Collect each line of the listing below that contains the word "background", and copy those lines in full.

*** INPUT FOR THIS TASK ***

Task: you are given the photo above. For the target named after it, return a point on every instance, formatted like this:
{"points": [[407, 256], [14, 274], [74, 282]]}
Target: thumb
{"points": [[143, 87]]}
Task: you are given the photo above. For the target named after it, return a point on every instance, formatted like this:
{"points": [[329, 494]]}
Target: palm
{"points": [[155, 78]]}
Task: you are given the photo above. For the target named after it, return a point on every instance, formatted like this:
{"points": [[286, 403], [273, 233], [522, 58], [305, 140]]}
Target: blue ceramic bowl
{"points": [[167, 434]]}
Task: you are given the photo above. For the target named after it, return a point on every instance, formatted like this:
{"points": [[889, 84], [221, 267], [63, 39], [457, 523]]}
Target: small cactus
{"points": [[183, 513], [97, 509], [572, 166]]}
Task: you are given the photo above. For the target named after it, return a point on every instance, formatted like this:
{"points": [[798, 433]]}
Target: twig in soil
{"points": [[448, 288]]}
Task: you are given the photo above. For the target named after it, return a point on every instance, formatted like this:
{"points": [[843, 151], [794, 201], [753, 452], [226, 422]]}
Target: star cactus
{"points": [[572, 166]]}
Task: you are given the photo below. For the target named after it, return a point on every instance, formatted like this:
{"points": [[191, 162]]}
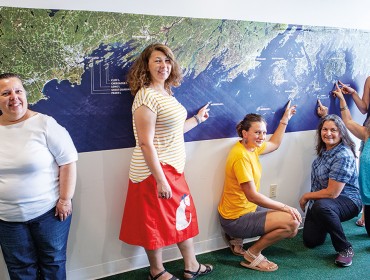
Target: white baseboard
{"points": [[140, 261]]}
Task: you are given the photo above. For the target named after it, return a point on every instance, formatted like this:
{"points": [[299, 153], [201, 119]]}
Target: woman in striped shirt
{"points": [[159, 209]]}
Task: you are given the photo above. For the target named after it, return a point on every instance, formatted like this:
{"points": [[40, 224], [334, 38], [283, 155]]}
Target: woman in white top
{"points": [[37, 183]]}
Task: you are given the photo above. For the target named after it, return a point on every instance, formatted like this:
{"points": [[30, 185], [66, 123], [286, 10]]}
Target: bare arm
{"points": [[249, 189], [361, 103], [67, 186], [145, 120], [200, 117], [332, 191], [356, 129], [277, 137]]}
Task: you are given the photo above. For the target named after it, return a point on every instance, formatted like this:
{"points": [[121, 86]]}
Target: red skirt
{"points": [[153, 222]]}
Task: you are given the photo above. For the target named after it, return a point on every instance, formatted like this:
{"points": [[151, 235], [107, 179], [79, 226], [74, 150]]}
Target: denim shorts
{"points": [[247, 226]]}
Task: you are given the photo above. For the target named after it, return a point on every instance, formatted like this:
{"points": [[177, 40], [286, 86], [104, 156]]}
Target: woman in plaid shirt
{"points": [[334, 196]]}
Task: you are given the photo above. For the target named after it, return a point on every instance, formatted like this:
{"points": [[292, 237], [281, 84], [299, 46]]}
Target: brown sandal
{"points": [[195, 274], [150, 277]]}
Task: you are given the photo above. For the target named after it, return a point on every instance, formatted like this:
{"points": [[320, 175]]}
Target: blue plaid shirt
{"points": [[337, 164]]}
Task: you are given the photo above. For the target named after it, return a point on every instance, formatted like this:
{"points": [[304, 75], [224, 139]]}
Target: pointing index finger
{"points": [[289, 102]]}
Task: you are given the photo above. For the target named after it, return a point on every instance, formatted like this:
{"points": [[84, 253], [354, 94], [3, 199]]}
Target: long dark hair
{"points": [[139, 75], [246, 123], [345, 138]]}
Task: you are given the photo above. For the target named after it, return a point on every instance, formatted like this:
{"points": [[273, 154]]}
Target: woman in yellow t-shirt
{"points": [[246, 213]]}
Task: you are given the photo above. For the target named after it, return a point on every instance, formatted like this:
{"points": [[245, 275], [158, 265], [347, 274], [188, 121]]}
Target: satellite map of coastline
{"points": [[74, 63]]}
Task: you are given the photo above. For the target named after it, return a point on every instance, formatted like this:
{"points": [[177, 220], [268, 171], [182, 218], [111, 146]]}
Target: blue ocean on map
{"points": [[104, 121]]}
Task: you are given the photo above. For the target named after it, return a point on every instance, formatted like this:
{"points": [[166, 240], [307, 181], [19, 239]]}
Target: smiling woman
{"points": [[334, 196], [35, 191]]}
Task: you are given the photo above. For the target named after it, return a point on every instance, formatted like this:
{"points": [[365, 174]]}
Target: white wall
{"points": [[94, 249]]}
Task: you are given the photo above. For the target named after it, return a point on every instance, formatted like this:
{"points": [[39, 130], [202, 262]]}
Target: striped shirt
{"points": [[169, 133]]}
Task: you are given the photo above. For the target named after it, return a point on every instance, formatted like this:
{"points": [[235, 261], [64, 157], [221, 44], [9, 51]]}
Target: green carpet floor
{"points": [[294, 260]]}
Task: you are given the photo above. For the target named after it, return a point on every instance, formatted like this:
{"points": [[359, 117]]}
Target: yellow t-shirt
{"points": [[241, 166]]}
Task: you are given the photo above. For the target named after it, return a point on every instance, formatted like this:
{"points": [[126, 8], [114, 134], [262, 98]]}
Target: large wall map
{"points": [[74, 64]]}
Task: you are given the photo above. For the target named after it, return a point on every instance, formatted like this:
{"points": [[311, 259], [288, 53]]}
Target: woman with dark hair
{"points": [[334, 196], [159, 209], [361, 132], [37, 183], [242, 208]]}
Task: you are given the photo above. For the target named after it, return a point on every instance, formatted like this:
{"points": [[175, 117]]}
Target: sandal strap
{"points": [[158, 275], [260, 258], [236, 241], [193, 273]]}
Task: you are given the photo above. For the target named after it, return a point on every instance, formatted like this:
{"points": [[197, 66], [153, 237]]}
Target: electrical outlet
{"points": [[273, 190]]}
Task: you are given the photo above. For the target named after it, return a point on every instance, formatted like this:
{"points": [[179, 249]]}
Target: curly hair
{"points": [[139, 75], [246, 123], [345, 138], [9, 75]]}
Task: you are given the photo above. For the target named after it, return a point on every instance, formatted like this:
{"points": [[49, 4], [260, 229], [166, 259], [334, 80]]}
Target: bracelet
{"points": [[344, 108], [197, 119], [64, 204]]}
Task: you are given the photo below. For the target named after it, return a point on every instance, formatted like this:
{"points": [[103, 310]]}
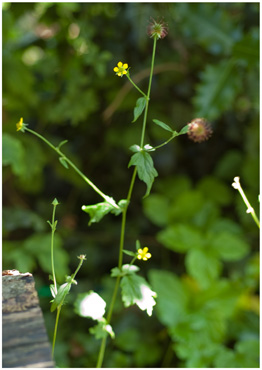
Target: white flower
{"points": [[92, 306]]}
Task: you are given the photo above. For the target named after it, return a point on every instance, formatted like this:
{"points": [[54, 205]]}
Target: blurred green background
{"points": [[58, 61]]}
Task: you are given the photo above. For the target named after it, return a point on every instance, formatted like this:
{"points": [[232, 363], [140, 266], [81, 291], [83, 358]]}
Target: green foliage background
{"points": [[58, 61]]}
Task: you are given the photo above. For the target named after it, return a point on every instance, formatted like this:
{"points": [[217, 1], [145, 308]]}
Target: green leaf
{"points": [[123, 204], [125, 270], [184, 130], [90, 305], [136, 290], [145, 168], [62, 143], [101, 330], [97, 211], [172, 296], [62, 292], [140, 106], [55, 202], [163, 125], [247, 49], [130, 269], [181, 238], [63, 162], [186, 205], [228, 246], [52, 289], [13, 154], [115, 272], [138, 245], [135, 148], [38, 246], [202, 266]]}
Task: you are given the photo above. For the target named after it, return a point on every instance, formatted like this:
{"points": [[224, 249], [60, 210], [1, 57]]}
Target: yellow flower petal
{"points": [[19, 125]]}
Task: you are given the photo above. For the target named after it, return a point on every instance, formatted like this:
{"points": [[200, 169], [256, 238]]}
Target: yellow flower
{"points": [[19, 124], [121, 69], [142, 254]]}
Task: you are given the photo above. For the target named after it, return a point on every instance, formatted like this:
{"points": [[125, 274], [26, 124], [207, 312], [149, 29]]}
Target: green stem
{"points": [[166, 142], [132, 82], [55, 330], [123, 225], [86, 179], [250, 209], [148, 93], [78, 267], [52, 247]]}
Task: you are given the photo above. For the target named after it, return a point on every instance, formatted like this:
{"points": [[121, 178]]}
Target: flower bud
{"points": [[199, 130], [157, 29]]}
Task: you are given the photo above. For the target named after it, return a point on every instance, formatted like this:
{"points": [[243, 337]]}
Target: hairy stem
{"points": [[80, 173], [55, 330], [123, 225]]}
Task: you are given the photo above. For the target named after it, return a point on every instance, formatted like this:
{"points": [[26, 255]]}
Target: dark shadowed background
{"points": [[58, 61]]}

***

SOLUTION TO THIS TASK:
Target: blurred green background
Target: green foliage background
Target: dark shadowed background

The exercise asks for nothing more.